§ RECORD EXCERPTS:
>>

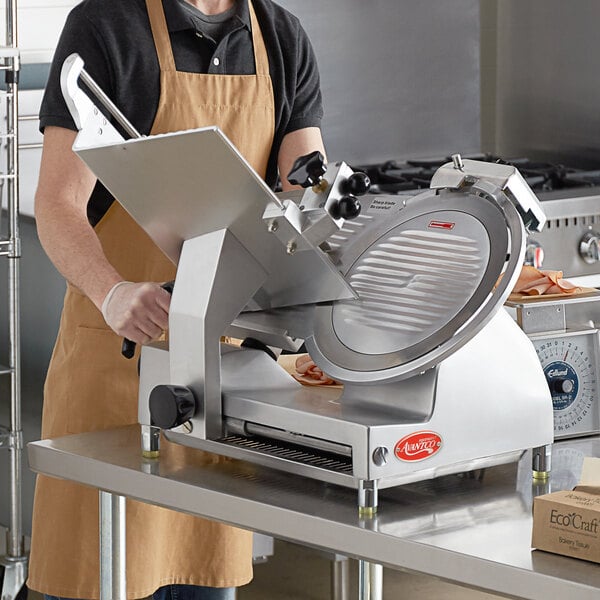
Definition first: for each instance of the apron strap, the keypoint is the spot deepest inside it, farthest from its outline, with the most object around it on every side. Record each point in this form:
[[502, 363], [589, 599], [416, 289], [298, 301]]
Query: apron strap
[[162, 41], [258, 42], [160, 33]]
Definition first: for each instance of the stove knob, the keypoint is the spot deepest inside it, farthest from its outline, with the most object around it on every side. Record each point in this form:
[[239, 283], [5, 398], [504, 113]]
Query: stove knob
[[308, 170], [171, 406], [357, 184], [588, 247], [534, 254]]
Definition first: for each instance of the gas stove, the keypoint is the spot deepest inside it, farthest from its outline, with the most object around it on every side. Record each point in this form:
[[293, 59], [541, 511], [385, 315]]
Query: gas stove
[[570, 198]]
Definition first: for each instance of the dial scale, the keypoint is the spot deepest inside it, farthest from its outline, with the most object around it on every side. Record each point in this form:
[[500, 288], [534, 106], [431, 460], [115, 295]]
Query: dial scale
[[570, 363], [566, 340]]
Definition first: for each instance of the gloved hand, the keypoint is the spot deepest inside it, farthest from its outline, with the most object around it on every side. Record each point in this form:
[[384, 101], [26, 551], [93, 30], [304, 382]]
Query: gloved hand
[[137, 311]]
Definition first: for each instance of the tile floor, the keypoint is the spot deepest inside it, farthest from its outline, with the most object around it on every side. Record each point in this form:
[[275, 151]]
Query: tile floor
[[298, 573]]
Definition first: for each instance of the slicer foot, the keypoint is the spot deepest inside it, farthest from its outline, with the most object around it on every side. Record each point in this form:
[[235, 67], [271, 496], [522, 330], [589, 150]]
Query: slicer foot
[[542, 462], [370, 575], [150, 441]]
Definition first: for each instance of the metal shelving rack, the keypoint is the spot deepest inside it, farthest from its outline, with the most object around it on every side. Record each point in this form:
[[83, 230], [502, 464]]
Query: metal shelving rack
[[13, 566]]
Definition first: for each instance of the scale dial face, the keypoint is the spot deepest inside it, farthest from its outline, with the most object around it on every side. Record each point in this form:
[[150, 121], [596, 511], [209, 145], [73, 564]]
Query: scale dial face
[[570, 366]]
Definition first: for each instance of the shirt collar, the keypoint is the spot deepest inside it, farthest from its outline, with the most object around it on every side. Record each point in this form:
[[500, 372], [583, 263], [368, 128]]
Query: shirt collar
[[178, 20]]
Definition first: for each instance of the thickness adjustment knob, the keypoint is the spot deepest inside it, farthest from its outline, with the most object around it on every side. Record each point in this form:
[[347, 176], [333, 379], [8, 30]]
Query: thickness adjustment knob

<<

§ WHAT IS NEEDED:
Go through the lines above and write each one out verbatim, skipping the pictures.

§ SOLVED EXERCISE:
Definition first: for each instance of the apron strap, the keypoint is the spot deepest inside it, farthest from its outline, with the most object around it on every side. Record each point in this form:
[[502, 363], [589, 599], [416, 289], [298, 301]]
Query: apron strap
[[162, 41], [258, 42], [160, 33]]
Definition first: for each instance of the stove knob, the keypoint is the spot deepest inside it, farthest from its outline, with the most object around it on every side. Record each point in this form:
[[239, 283], [5, 398], [504, 113]]
Query: stove knob
[[308, 170], [171, 406], [357, 184], [588, 247], [534, 254]]
Definition first: for each instance of the gas stove, the keypoint is the spot deepest inside it, farthest from its outline, with the most object around it on every side. Record each point in this form:
[[293, 59], [541, 511], [385, 315]]
Query: gas stove
[[570, 198]]
Definition first: for each instance of the dial scale, the keypoint is the spot deepest inside it, farthest from its outline, with the most object around it on every side. Record each point in this form:
[[500, 288], [534, 106], [431, 460], [115, 295]]
Query: dial scale
[[570, 363], [566, 340]]
Definition first: for each instance of the gloved hand, the keypoint is the spot deepest inside it, farthest from its outline, with the most object around it on every side. Record each point in this form:
[[384, 101], [26, 551], [93, 30], [304, 382]]
Query: gloved hand
[[137, 311]]
Definition first: for each instance of the tile floor, the keypoint is the spot deepest inside it, farthest from its outline, with the most object around it on every side. Record each point in this form:
[[275, 151]]
Query: tile floor
[[298, 573]]
Definition first: for each instance of the slicer foot, the keypoint is the spot deepest inside it, farthest from its outline, with the most object around it on every side. Record each point in this form:
[[235, 67], [271, 496], [522, 330], [589, 150]]
Query: slicer foot
[[542, 462], [370, 575], [150, 441]]
Definition first: for each instance of the metal shelving rack, the keypoint is the spot deepest inside it, farthest from its outline, with the most object around it on every side. Record each point in this form:
[[83, 230], [502, 464]]
Query: metal shelving rack
[[13, 566]]
Definition first: for each instance of the scale dial face, the keypoint is the spot deepest inside it, farthest from its outline, with the most object around it on every side. Record each point in this form:
[[150, 121], [596, 511], [209, 145], [73, 564]]
Query: scale dial face
[[570, 366]]
Definition first: for each instance of the shirt collar, the keypoint is the spot deepest inside it, farthest from its outline, with the most object around it on every side. Record each point in this form:
[[500, 372], [583, 263], [368, 128]]
Query: shirt collar
[[178, 20]]
Definition first: for each instance of the thickness adjustment knob, the keypoint is the spot deepest inside it, farthest from its outline, with the most object around it on every side. Record each point in this form:
[[347, 176], [333, 379], [8, 30]]
Query: thickness adjustment knob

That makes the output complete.